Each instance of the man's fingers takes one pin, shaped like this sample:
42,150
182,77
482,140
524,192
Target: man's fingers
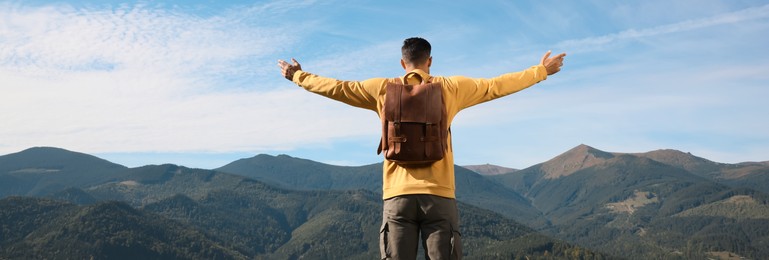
544,58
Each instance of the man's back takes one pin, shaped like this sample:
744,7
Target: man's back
459,92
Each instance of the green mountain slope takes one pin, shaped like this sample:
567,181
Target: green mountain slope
45,229
241,217
43,170
294,173
625,204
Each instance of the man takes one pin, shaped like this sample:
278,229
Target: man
421,199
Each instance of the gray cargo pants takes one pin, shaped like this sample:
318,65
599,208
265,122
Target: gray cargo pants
404,217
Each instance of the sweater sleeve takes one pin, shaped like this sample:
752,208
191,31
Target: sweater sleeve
361,94
473,91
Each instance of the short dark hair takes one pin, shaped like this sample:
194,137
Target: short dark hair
415,50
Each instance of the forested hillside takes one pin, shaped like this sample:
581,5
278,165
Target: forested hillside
582,204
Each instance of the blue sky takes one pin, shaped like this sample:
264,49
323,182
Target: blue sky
196,83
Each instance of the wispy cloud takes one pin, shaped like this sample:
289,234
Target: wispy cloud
592,43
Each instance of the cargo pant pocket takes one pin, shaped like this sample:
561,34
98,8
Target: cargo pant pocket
456,243
383,246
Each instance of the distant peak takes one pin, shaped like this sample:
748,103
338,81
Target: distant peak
578,158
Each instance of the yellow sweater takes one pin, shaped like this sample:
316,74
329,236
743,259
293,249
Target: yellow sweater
459,92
━━━━
◆ WHAT THIS TASK INVOLVES
Copy the listing above word for word, from the first line to the last, leaving out the pictures.

◆ SOLUTION
Each instance of the man's fingers takes one pin, shaped like this sample:
42,150
182,77
482,140
524,192
Target: man's fingers
544,58
Each instance of the man's back takes one pin, shaped like this sample:
744,7
Target: man's back
459,92
Each instance of the green mountain slope takes one pin, shaped like this sample:
567,181
Target: green mountain slope
45,229
241,217
43,170
294,173
625,204
Each instance of the man takes one pin, shaped like this sample:
278,229
Target: man
421,199
Each instance of the gray cargo pants takes one pin, shaped like this sample:
318,65
599,208
265,122
Target: gray cargo pants
404,217
Each instance of the sweater sleeve takes one pin, shaped like this sample:
752,208
191,31
Target: sweater sleeve
361,94
473,91
Each instance of the short dark hair takes one pin, shaped like this sample:
194,137
Target: short dark hair
415,50
Each instance of the forested hillside takes one pin, shaped like this sample:
581,5
278,165
Target: forested hillside
582,204
Each instance of the blue sky takes one pin, shaped like this sample:
264,49
323,182
Target: blue sky
196,83
Each instance of the wispy cloud takes one pin, shaped like this sample:
289,234
Target: wispy cloud
592,43
Each instance of the cargo pant pocket takes one pin, shaped like this sample:
561,34
98,8
Target: cargo pant pocket
456,243
383,246
Each instance of the distant peak takes one pin, shaped like this sample:
748,103
338,81
Target: distant peak
578,158
Each instance of the yellow sweater takes one pin, shaped like this sample:
316,74
329,236
743,259
293,249
Target: yellow sweater
459,92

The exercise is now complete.